======== Okuma Metni ========

Ana içeriğe atla

Nymphomaniac





Sansasyon kelimesinin her yaptığı filmde hakkını veren Lars Von Trier, son filmi ile bir nemfomanın öyküsünü kesitler şeklinde sunarak yapımından vizyona girişine kadar çok konuşulan bir işe imza atmayı yine başarıyor. 


İki bölümden oluşan Nymphomaniac yönetmenin Antichrist ve Melancholia ile birlikte çalıştığı Charlotte Gainsbourg’u da yine ana karakter olarak kadrosunda barındırıyor.

======== Verilen Bilgiler ========

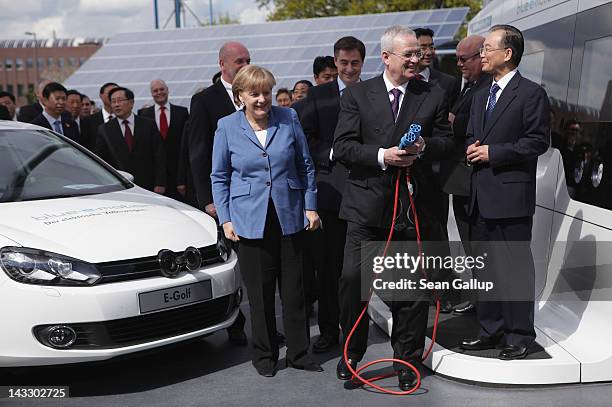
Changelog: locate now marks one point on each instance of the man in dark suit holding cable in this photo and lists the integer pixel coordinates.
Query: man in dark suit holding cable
(509, 128)
(374, 114)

========

▸ **Görevin**
Nymphomaniac filmini anlatan yazıyı, son cümlesinden sonra kaldığı yerden sürdür.

▸ **Görevin Cevabı**
Trier, Antichrist ve Melancholia ile doğa-kadın üzerinden görsel olarak etkileyici fakat hikâye konusunda zayıf, mesajı çokta anlaşılmayan filmlere imza atmıştı. Bu gelgitli fakat sansasyonel işlerden sonra isminden afişlerine çekim sırasında gelen ilk görüntülerinden teaserina kadar olay olan Nymphomaniac’ın nasıl bir film olacağı merak konusuydu. Kuşkusuz film yine Trier’den beklenildiği üzere sansasyonel bir iş ve izleyicisini yine fazlasıyla taciz ediyor. Fakat son iki filmine göre daha oturaklı, hikâyesine odaklı ve mesajı daha bir anlaşılır bir filmle karşı karşıyayız. Keza bunu yönetmenin ana karakteriyle kurduğu bağın sağlamlığıyla bile sezebiliyoruz.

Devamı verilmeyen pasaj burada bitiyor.